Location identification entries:
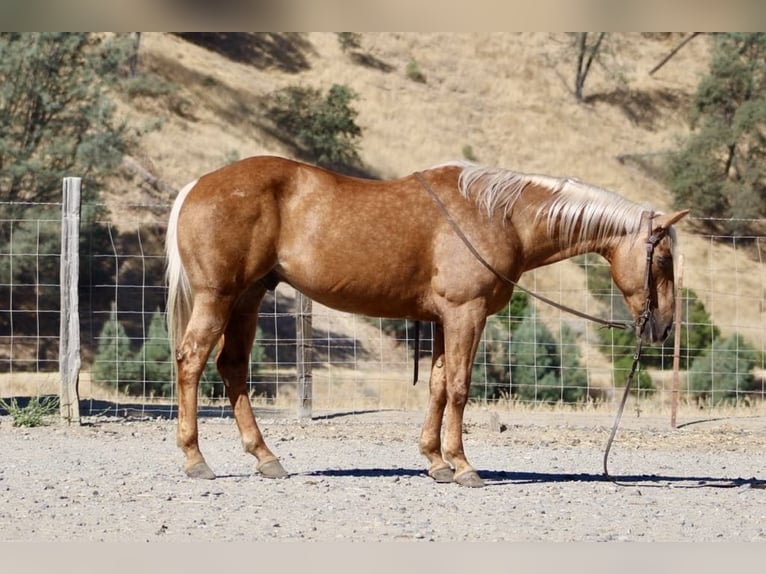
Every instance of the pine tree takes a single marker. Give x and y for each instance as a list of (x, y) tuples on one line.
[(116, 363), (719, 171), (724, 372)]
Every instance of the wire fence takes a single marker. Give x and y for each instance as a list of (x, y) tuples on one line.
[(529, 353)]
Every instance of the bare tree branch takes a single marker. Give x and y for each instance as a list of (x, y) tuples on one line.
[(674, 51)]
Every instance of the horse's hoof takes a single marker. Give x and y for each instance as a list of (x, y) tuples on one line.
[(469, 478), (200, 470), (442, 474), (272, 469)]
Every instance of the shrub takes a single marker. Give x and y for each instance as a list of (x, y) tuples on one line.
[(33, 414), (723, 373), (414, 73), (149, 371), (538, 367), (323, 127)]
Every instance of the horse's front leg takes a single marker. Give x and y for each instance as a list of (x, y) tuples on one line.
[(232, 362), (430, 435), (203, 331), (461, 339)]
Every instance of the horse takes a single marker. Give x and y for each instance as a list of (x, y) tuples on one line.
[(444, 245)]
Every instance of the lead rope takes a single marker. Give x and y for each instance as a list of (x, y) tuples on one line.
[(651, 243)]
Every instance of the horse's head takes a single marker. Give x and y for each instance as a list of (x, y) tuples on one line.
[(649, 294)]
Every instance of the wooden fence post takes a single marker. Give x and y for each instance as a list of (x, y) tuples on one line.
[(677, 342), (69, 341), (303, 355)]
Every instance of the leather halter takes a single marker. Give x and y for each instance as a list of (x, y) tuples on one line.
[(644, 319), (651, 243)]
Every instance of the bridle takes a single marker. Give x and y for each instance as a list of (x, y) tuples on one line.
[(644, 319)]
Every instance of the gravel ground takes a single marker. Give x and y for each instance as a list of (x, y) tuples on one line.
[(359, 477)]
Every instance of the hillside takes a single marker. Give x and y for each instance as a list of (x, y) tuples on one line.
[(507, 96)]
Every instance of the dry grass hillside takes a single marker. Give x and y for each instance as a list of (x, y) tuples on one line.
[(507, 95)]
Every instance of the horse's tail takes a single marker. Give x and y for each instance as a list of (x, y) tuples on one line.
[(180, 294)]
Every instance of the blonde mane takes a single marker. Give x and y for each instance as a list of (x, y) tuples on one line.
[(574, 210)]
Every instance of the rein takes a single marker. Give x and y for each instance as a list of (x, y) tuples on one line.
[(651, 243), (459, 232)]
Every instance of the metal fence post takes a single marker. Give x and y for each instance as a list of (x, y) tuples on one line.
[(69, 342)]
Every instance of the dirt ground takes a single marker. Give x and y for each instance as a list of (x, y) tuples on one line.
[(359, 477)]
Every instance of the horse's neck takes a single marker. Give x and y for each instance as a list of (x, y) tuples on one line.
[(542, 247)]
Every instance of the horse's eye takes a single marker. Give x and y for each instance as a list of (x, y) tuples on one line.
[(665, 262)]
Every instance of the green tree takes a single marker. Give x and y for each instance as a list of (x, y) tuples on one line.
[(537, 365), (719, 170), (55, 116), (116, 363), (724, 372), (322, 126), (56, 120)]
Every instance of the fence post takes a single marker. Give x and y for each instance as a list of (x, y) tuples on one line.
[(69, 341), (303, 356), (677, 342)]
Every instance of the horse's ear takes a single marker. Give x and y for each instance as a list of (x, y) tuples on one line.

==

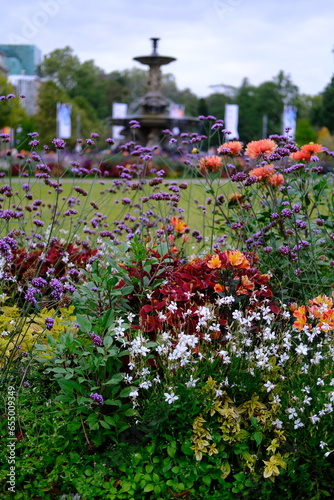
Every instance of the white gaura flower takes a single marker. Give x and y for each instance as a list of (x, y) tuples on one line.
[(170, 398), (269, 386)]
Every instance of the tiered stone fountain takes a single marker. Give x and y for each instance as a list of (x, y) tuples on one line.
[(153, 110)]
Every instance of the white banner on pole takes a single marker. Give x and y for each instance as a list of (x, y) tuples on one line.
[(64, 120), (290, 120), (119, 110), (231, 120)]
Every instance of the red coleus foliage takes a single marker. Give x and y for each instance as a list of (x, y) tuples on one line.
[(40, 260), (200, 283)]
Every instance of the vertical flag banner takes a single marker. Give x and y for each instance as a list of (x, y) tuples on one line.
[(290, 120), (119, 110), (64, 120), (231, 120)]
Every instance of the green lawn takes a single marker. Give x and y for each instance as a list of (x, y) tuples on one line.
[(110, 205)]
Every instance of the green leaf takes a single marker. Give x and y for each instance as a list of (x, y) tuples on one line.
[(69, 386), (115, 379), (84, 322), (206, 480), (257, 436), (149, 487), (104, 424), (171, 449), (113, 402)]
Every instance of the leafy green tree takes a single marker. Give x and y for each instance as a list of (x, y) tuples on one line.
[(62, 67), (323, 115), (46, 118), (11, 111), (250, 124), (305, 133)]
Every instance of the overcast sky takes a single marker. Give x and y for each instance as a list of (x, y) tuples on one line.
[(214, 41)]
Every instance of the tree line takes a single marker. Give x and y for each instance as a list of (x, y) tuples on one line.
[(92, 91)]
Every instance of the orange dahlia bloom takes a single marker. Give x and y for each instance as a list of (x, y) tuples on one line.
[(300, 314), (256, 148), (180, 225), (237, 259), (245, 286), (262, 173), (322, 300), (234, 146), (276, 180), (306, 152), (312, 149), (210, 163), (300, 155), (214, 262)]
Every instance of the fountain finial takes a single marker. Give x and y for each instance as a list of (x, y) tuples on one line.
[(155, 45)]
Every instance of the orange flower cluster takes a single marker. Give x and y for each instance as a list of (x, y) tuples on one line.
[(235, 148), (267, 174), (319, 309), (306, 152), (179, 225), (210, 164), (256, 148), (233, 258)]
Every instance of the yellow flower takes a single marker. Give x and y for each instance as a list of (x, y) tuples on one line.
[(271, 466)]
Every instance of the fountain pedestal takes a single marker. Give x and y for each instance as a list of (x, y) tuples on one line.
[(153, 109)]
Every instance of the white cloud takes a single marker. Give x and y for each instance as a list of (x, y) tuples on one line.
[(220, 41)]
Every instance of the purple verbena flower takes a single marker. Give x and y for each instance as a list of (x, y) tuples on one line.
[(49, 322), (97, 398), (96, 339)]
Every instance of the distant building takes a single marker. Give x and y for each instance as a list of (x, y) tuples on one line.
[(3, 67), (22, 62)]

==

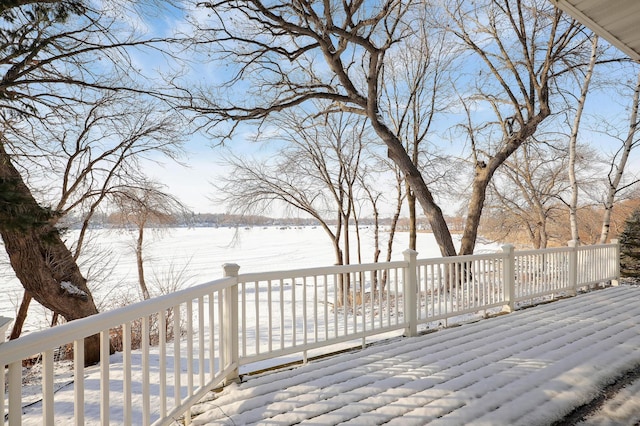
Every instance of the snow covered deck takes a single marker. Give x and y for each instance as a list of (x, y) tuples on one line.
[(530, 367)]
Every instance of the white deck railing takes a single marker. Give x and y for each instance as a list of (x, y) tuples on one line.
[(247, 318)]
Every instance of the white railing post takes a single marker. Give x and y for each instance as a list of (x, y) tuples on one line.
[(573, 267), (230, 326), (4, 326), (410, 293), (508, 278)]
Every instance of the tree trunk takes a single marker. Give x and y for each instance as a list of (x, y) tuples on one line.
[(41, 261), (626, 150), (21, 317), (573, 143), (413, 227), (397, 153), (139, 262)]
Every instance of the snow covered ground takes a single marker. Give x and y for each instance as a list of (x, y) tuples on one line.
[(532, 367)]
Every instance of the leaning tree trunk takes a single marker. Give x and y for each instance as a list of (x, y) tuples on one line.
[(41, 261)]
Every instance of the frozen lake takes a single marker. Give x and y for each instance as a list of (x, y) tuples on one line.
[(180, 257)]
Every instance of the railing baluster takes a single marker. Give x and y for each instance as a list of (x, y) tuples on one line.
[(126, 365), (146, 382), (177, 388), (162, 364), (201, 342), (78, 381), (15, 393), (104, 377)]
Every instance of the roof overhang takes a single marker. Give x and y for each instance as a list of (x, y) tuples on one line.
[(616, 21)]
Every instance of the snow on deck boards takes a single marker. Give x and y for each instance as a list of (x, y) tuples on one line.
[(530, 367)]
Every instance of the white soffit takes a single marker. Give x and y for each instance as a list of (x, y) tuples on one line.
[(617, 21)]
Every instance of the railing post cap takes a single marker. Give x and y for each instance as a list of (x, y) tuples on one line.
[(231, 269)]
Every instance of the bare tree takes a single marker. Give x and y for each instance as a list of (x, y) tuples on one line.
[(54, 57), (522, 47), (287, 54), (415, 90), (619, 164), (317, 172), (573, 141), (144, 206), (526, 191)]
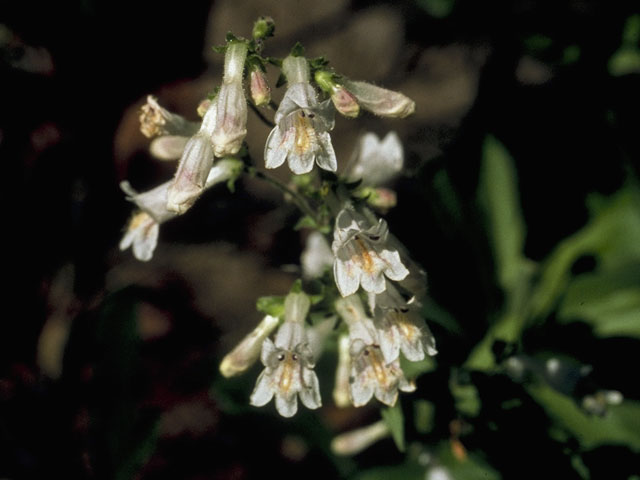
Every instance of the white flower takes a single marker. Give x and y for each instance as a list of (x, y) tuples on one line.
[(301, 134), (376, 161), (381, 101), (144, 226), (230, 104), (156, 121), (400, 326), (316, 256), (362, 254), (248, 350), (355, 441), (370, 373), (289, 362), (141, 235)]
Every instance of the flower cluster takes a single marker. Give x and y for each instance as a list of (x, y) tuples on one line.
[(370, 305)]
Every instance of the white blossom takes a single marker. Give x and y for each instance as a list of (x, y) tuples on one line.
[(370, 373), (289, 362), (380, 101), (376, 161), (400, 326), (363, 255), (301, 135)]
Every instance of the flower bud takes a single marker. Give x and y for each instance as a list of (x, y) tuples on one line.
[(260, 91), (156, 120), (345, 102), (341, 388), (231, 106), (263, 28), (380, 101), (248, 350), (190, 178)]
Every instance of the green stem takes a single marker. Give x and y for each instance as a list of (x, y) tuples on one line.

• [Task requirements]: Rewrite the items from the line with "Every instance of the pine" to the line with "[(469, 478), (200, 470), (442, 474), (272, 469)]", switching "single marker" to "single point" and leaving everything else unchanged.

• [Task result]:
Every instance of the pine tree takes a single point. Give x and y for each instance as a list of (x, y) tuples on one line.
[(116, 363), (719, 171), (724, 372)]
Every instance of the wire fence takes a single point. Give x and y for each instance as a list of (x, y) tuples on one line.
[(529, 353)]
Every instance of the bare tree branch takes a single point. Give x and y for each instance as a list of (x, y) tuples on one line.
[(674, 51)]
Every instance of the horse's hoof takes a single point. Give x and y for each instance as a list of (x, y) tuples on one line.
[(469, 478), (200, 470), (442, 474), (272, 469)]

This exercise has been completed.